(Pointing dataset excerpts)
## Start
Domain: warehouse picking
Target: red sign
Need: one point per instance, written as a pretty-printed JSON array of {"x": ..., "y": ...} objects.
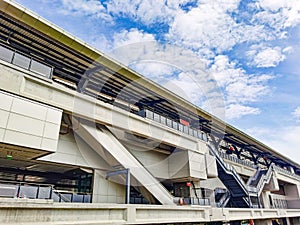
[{"x": 184, "y": 122}]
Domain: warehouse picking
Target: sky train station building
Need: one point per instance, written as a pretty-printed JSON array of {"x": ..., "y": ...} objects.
[{"x": 86, "y": 140}]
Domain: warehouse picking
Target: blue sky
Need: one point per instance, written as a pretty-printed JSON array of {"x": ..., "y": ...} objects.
[{"x": 237, "y": 59}]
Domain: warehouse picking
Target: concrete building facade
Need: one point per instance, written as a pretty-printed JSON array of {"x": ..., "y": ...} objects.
[{"x": 86, "y": 140}]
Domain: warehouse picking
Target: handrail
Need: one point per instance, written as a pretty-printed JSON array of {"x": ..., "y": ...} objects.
[
  {"x": 265, "y": 178},
  {"x": 286, "y": 172},
  {"x": 224, "y": 199},
  {"x": 33, "y": 62}
]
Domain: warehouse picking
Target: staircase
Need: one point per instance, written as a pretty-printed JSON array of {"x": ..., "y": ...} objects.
[{"x": 101, "y": 140}]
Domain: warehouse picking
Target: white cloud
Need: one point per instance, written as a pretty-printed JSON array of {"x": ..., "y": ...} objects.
[
  {"x": 213, "y": 27},
  {"x": 132, "y": 36},
  {"x": 273, "y": 5},
  {"x": 269, "y": 57},
  {"x": 279, "y": 14},
  {"x": 236, "y": 111},
  {"x": 85, "y": 7},
  {"x": 281, "y": 139},
  {"x": 239, "y": 88},
  {"x": 146, "y": 11},
  {"x": 296, "y": 113}
]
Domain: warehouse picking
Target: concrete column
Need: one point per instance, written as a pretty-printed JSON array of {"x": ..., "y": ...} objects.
[
  {"x": 263, "y": 222},
  {"x": 265, "y": 199},
  {"x": 295, "y": 221}
]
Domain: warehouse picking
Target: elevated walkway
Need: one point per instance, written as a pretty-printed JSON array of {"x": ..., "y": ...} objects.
[
  {"x": 101, "y": 140},
  {"x": 241, "y": 194}
]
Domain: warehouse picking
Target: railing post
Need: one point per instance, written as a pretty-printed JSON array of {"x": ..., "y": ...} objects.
[
  {"x": 128, "y": 186},
  {"x": 18, "y": 192},
  {"x": 50, "y": 194}
]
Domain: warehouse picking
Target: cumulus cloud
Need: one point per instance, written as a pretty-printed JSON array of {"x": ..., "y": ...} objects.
[
  {"x": 211, "y": 26},
  {"x": 235, "y": 111},
  {"x": 268, "y": 57},
  {"x": 279, "y": 15},
  {"x": 85, "y": 7},
  {"x": 148, "y": 11},
  {"x": 134, "y": 35},
  {"x": 239, "y": 88}
]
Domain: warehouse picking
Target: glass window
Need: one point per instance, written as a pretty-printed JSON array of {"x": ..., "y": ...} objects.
[
  {"x": 204, "y": 137},
  {"x": 40, "y": 69},
  {"x": 163, "y": 120},
  {"x": 21, "y": 60},
  {"x": 6, "y": 54},
  {"x": 149, "y": 114},
  {"x": 180, "y": 127},
  {"x": 185, "y": 129},
  {"x": 195, "y": 133},
  {"x": 169, "y": 122},
  {"x": 156, "y": 117},
  {"x": 199, "y": 134}
]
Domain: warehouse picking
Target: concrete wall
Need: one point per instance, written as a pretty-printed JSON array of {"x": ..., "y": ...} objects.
[
  {"x": 75, "y": 151},
  {"x": 28, "y": 123}
]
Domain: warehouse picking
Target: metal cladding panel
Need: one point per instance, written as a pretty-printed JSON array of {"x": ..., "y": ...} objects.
[{"x": 29, "y": 124}]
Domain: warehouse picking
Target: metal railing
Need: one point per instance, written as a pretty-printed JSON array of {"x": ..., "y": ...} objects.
[
  {"x": 236, "y": 160},
  {"x": 286, "y": 172},
  {"x": 278, "y": 201},
  {"x": 25, "y": 61},
  {"x": 41, "y": 191},
  {"x": 174, "y": 125}
]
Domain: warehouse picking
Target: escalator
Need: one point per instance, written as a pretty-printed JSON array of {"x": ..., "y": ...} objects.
[
  {"x": 241, "y": 195},
  {"x": 101, "y": 140}
]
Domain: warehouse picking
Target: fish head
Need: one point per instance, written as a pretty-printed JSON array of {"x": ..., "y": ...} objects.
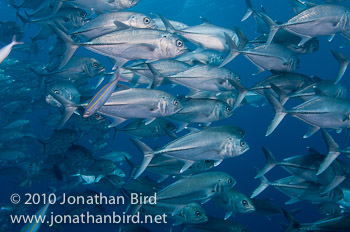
## End
* [SET TASK]: Every record above should be written out again exactly; the pictures stay out of the copy.

* [RESPONSE TO THE EXERCISE]:
Domain: warehouse picking
Target: red sign
Need: one point per instance, written as a pretty-printed JSON array of {"x": ..., "y": ...} objects.
[{"x": 184, "y": 122}]
Domain: warehouse picking
Target: sky train station building
Need: one point per instance, written as a pretty-printed JSON array of {"x": ..., "y": ...} objects.
[{"x": 86, "y": 140}]
Domain: warehouse picking
Target: blue sky
Need: one point per instance, written as a pretty-printed JSON array of {"x": ..., "y": ...} objects.
[{"x": 237, "y": 59}]
Domain: warehouse picking
Target: concrete building facade
Need: one point per instance, written as a pretty-printed JSON array of {"x": ..., "y": ...} objects.
[{"x": 86, "y": 140}]
Domain: warehouse picking
Target: handrail
Need: one point per instance, written as a pretty-printed JSON array of {"x": ..., "y": ...} objects.
[
  {"x": 265, "y": 178},
  {"x": 286, "y": 172},
  {"x": 224, "y": 199},
  {"x": 33, "y": 62}
]
Domain: warehouse picking
Target: staircase
Need: one point per instance, written as a pretty-printed JSON array of {"x": ..., "y": ...} objects.
[{"x": 101, "y": 140}]
Domain: warehouse picking
Target: white cloud
Need: one point per instance, written as a pretty-printed JSON array of {"x": ..., "y": ...} objects.
[
  {"x": 213, "y": 27},
  {"x": 132, "y": 36},
  {"x": 273, "y": 5},
  {"x": 269, "y": 57},
  {"x": 279, "y": 14},
  {"x": 236, "y": 111},
  {"x": 85, "y": 7},
  {"x": 281, "y": 139},
  {"x": 239, "y": 88},
  {"x": 146, "y": 11},
  {"x": 296, "y": 113}
]
Domain: warehouse picking
Target: concrete column
Need: one point per instance, written as a pretty-printed JSON array of {"x": ..., "y": ...} objects.
[
  {"x": 263, "y": 222},
  {"x": 265, "y": 199},
  {"x": 295, "y": 221}
]
Domain: warehouse picking
Target: elevated walkway
Need: one point per instance, written as a pretty-printed JSON array of {"x": ..., "y": ...} objects.
[
  {"x": 101, "y": 140},
  {"x": 241, "y": 194}
]
Domain: warehouse picking
Target: railing post
Need: one point per instance, written as a pretty-printed JSON array of {"x": ..., "y": ...} objects.
[
  {"x": 128, "y": 186},
  {"x": 18, "y": 192},
  {"x": 50, "y": 194}
]
Domain: warehouse picking
Target: cumulus cloud
Need: one point per instance, written as a pretty-printed JSON array of {"x": ..., "y": ...} objects.
[
  {"x": 211, "y": 26},
  {"x": 235, "y": 111},
  {"x": 268, "y": 57},
  {"x": 279, "y": 15},
  {"x": 85, "y": 7},
  {"x": 148, "y": 11},
  {"x": 134, "y": 35},
  {"x": 239, "y": 88}
]
Domain: warehouse picking
Target: glass window
Need: one point per instance, written as a pretty-printed JSON array of {"x": ..., "y": ...} objects.
[
  {"x": 204, "y": 137},
  {"x": 40, "y": 69},
  {"x": 163, "y": 120},
  {"x": 21, "y": 60},
  {"x": 6, "y": 54},
  {"x": 149, "y": 114},
  {"x": 180, "y": 127},
  {"x": 185, "y": 129},
  {"x": 195, "y": 133},
  {"x": 169, "y": 122},
  {"x": 156, "y": 117},
  {"x": 199, "y": 134}
]
Domain: warehouse picking
Target: concrete wall
Need: one point per instance, written as a pretty-printed JSON array of {"x": ..., "y": ...} objects.
[
  {"x": 75, "y": 151},
  {"x": 28, "y": 123}
]
Domain: warehouse picking
Target: metal cladding panel
Need: one point per instance, written as a pretty-printed JSON array of {"x": ..., "y": ...} objects.
[{"x": 29, "y": 124}]
Domain: warehouse picking
Target: metal railing
Need: one point per instance, written as a pretty-printed JSON array of {"x": ..., "y": ...} objects.
[
  {"x": 236, "y": 160},
  {"x": 286, "y": 172},
  {"x": 278, "y": 201},
  {"x": 25, "y": 61},
  {"x": 41, "y": 191},
  {"x": 174, "y": 125}
]
Domain: warehouse picking
Target: escalator
Need: one point per instance, written as a pretty-printed JSON array of {"x": ..., "y": ...} objects.
[
  {"x": 241, "y": 195},
  {"x": 101, "y": 140}
]
Domain: warehouse picking
Target: fish head
Need: one point per instance, written as a pretty-printed JSON array of {"x": ..., "y": ...} objects.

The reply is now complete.